TO DO:
Search the listing for the string "clear" and copy every line that contains it.

⁂

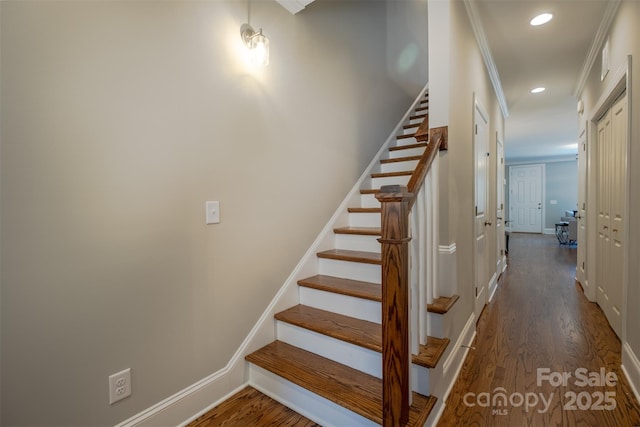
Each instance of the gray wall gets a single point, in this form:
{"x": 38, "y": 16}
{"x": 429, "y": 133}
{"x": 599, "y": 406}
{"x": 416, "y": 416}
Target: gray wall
{"x": 119, "y": 120}
{"x": 561, "y": 185}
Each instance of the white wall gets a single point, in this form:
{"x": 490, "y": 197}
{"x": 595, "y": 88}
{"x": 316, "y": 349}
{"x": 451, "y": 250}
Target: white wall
{"x": 119, "y": 120}
{"x": 464, "y": 73}
{"x": 624, "y": 39}
{"x": 560, "y": 185}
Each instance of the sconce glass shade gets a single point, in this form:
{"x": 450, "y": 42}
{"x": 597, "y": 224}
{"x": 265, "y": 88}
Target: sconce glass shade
{"x": 258, "y": 45}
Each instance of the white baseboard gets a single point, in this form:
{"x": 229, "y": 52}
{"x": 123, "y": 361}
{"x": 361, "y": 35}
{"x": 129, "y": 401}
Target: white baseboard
{"x": 631, "y": 369}
{"x": 452, "y": 367}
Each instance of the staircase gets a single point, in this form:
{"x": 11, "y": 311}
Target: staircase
{"x": 327, "y": 362}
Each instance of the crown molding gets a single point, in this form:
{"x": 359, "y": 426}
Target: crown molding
{"x": 294, "y": 6}
{"x": 478, "y": 31}
{"x": 596, "y": 44}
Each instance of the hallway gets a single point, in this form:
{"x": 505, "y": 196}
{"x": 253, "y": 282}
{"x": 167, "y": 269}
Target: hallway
{"x": 544, "y": 355}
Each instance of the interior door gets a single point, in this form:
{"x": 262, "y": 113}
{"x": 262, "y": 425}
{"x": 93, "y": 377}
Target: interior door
{"x": 612, "y": 154}
{"x": 525, "y": 198}
{"x": 581, "y": 274}
{"x": 500, "y": 236}
{"x": 481, "y": 150}
{"x": 604, "y": 216}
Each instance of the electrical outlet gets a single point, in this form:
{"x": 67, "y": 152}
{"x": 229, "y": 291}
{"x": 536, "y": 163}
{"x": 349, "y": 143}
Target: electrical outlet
{"x": 212, "y": 212}
{"x": 119, "y": 386}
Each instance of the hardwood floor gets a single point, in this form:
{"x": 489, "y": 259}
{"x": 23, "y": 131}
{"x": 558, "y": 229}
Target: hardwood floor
{"x": 540, "y": 319}
{"x": 249, "y": 407}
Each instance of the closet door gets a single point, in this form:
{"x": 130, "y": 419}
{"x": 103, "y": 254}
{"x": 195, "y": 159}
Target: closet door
{"x": 617, "y": 210}
{"x": 612, "y": 160}
{"x": 603, "y": 221}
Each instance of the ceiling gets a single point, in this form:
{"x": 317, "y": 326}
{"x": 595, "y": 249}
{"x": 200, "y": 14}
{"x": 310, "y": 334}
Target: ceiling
{"x": 555, "y": 55}
{"x": 520, "y": 57}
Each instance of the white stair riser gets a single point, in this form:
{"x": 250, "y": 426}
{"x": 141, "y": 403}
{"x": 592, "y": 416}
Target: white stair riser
{"x": 369, "y": 201}
{"x": 342, "y": 304}
{"x": 350, "y": 270}
{"x": 391, "y": 180}
{"x": 357, "y": 242}
{"x": 420, "y": 379}
{"x": 360, "y": 358}
{"x": 365, "y": 219}
{"x": 417, "y": 120}
{"x": 401, "y": 142}
{"x": 306, "y": 403}
{"x": 405, "y": 153}
{"x": 408, "y": 165}
{"x": 435, "y": 324}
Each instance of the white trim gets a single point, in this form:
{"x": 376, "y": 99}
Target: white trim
{"x": 631, "y": 369}
{"x": 294, "y": 6}
{"x": 447, "y": 269}
{"x": 215, "y": 387}
{"x": 537, "y": 160}
{"x": 465, "y": 338}
{"x": 598, "y": 41}
{"x": 543, "y": 184}
{"x": 619, "y": 83}
{"x": 493, "y": 286}
{"x": 447, "y": 249}
{"x": 485, "y": 50}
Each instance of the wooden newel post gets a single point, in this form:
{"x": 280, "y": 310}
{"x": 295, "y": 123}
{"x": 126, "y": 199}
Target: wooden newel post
{"x": 395, "y": 201}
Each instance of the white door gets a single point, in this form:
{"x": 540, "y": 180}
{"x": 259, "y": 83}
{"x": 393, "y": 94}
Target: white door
{"x": 525, "y": 198}
{"x": 500, "y": 236}
{"x": 581, "y": 274}
{"x": 481, "y": 149}
{"x": 612, "y": 152}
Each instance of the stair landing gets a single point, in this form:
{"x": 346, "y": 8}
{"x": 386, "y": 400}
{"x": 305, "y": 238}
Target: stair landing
{"x": 249, "y": 407}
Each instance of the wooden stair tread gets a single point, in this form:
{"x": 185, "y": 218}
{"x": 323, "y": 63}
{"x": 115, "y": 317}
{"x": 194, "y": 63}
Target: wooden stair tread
{"x": 369, "y": 191}
{"x": 431, "y": 353}
{"x": 442, "y": 305}
{"x": 345, "y": 386}
{"x": 249, "y": 407}
{"x": 338, "y": 285}
{"x": 349, "y": 329}
{"x": 354, "y": 256}
{"x": 364, "y": 210}
{"x": 400, "y": 159}
{"x": 362, "y": 231}
{"x": 391, "y": 174}
{"x": 408, "y": 146}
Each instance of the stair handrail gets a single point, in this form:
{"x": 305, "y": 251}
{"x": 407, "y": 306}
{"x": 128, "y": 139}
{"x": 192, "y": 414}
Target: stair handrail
{"x": 396, "y": 203}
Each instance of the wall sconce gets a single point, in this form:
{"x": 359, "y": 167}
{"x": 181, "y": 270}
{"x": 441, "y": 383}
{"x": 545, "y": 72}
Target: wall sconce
{"x": 257, "y": 43}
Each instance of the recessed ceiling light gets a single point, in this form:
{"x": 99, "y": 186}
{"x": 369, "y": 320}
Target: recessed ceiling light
{"x": 543, "y": 18}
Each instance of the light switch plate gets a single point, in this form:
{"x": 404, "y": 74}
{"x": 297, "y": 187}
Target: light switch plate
{"x": 212, "y": 212}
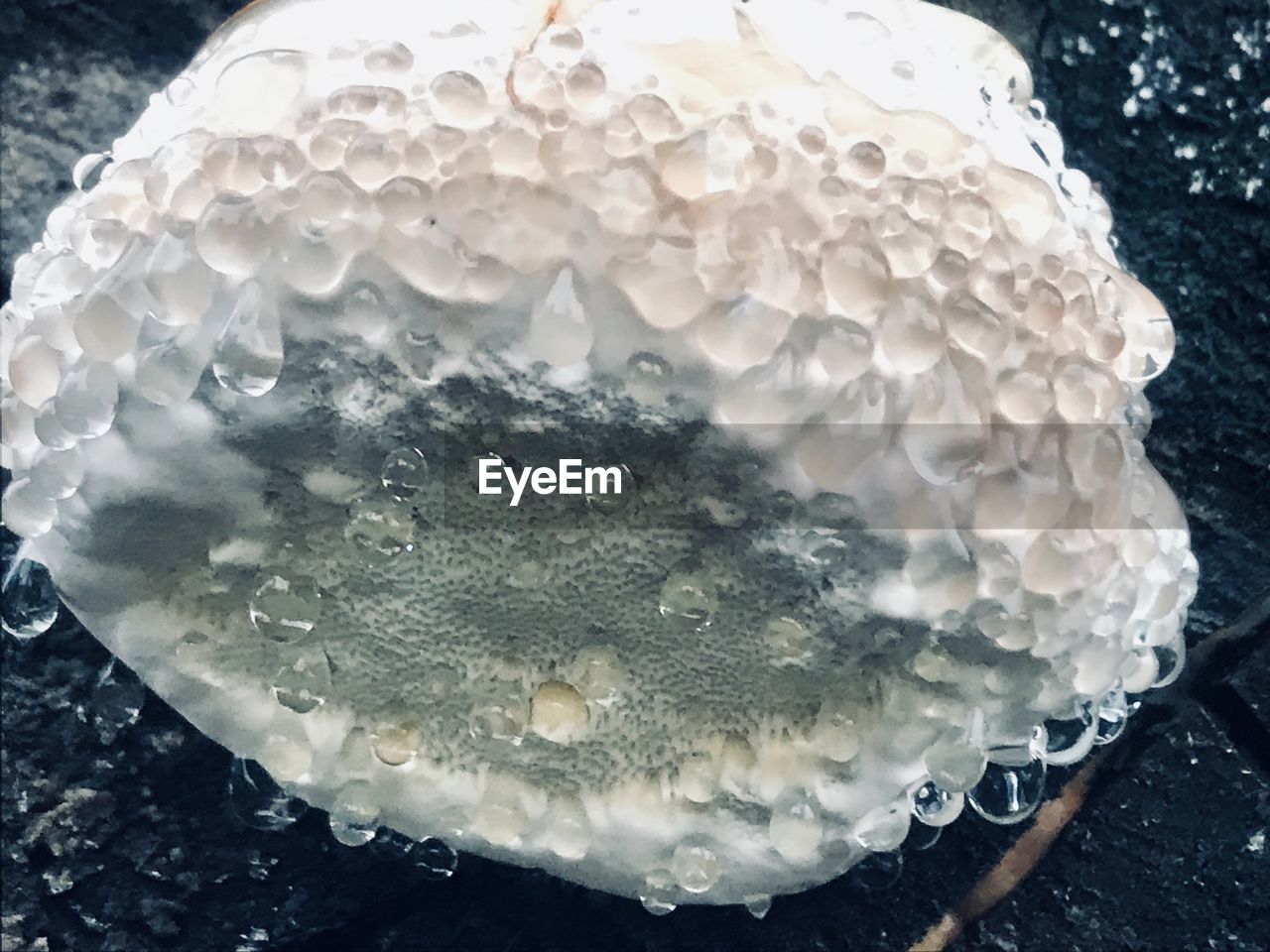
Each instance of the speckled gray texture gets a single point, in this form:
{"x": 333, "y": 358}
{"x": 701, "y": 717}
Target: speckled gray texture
{"x": 1167, "y": 856}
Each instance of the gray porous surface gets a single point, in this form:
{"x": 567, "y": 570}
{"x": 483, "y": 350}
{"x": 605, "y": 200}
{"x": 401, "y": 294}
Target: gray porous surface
{"x": 123, "y": 837}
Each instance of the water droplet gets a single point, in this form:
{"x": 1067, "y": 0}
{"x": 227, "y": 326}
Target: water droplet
{"x": 285, "y": 610}
{"x": 955, "y": 766}
{"x": 878, "y": 873}
{"x": 1070, "y": 739}
{"x": 87, "y": 171}
{"x": 304, "y": 682}
{"x": 435, "y": 858}
{"x": 460, "y": 99}
{"x": 86, "y": 400}
{"x": 27, "y": 511}
{"x": 169, "y": 372}
{"x": 405, "y": 472}
{"x": 388, "y": 59}
{"x": 30, "y": 601}
{"x": 884, "y": 828}
{"x": 559, "y": 330}
{"x": 59, "y": 472}
{"x": 117, "y": 699}
{"x": 648, "y": 379}
{"x": 790, "y": 642}
{"x": 935, "y": 806}
{"x": 1112, "y": 715}
{"x": 1011, "y": 787}
{"x": 258, "y": 801}
{"x": 232, "y": 238}
{"x": 688, "y": 598}
{"x": 180, "y": 90}
{"x": 1170, "y": 658}
{"x": 921, "y": 837}
{"x": 418, "y": 352}
{"x": 397, "y": 744}
{"x": 695, "y": 867}
{"x": 354, "y": 816}
{"x": 379, "y": 526}
{"x": 248, "y": 356}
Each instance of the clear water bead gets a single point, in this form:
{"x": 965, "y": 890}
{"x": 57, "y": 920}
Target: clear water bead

⁂

WRITTEN REPLY:
Each instance of the clear water bead gets a single point, in this form:
Target: clear water bead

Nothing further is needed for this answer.